- [What this task involves] Your task is to repeat all of the data exactly while excluding the pictures.

- [Provided information]
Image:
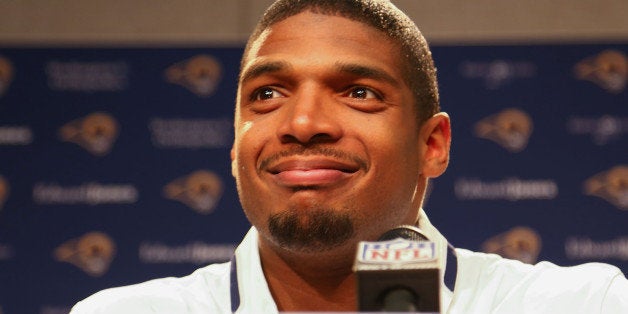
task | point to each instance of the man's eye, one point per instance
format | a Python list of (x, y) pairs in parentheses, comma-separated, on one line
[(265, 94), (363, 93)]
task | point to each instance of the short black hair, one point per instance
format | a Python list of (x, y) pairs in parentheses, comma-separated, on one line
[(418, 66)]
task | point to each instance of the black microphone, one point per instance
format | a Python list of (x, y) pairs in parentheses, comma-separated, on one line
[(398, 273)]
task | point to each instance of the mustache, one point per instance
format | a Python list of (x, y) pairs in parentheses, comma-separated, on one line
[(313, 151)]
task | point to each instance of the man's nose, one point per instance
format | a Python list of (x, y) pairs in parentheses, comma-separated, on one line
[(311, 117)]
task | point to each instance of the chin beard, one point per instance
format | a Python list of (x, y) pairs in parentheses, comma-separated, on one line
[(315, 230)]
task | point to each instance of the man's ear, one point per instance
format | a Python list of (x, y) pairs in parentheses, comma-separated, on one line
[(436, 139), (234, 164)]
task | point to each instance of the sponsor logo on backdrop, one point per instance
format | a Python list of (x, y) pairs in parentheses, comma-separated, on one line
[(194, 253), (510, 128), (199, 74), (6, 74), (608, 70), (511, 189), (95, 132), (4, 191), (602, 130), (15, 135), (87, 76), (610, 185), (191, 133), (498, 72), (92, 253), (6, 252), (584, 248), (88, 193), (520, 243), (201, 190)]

- [Task result]
Image:
task | point to each instance of the man's eye, one point per instance
format | a Python list of (x, y) pairs in parentheses, comma-separated, on one line
[(265, 94), (363, 93)]
task | point to each instance of the short black hair, one point per instance
format | a Python list of (x, y) pairs in parentheses, comma-separated, on one line
[(418, 66)]
task | point to each instance of the black microphone, one point per instance
format | a Python list of (x, y) pairs in parentheses, comma-separated, on one line
[(398, 273)]
task | point to each instance of the mustache, one point per instance
format | a Python list of (x, y) pairs in parentheses, comma-separated, on one line
[(313, 151)]
task | point to each instance of the man's nose, one point per instance
format | a Python list of (x, y) pairs in parentheses, comma-separated, on one line
[(311, 117)]
task | point to each instance of the chin beard, one point per instance
format | a Python list of (x, y) pairs in parentheses, comma-separated, on one line
[(315, 230)]
task | point to each instance of the man's ear, one point per instance
format | a Python list of (x, y) pairs in parentheses, comma-separated, on one line
[(436, 139), (234, 164)]
task | point to each instance of the sponsor logo on backdrop, one point per instance
format | a Python list of (x, y) pairs in parentheses, comma-separated, on one line
[(194, 253), (510, 128), (199, 74), (6, 74), (608, 70), (511, 189), (95, 132), (4, 191), (602, 130), (15, 135), (87, 76), (610, 185), (191, 133), (498, 72), (92, 253), (6, 252), (584, 248), (88, 193), (520, 243), (201, 190)]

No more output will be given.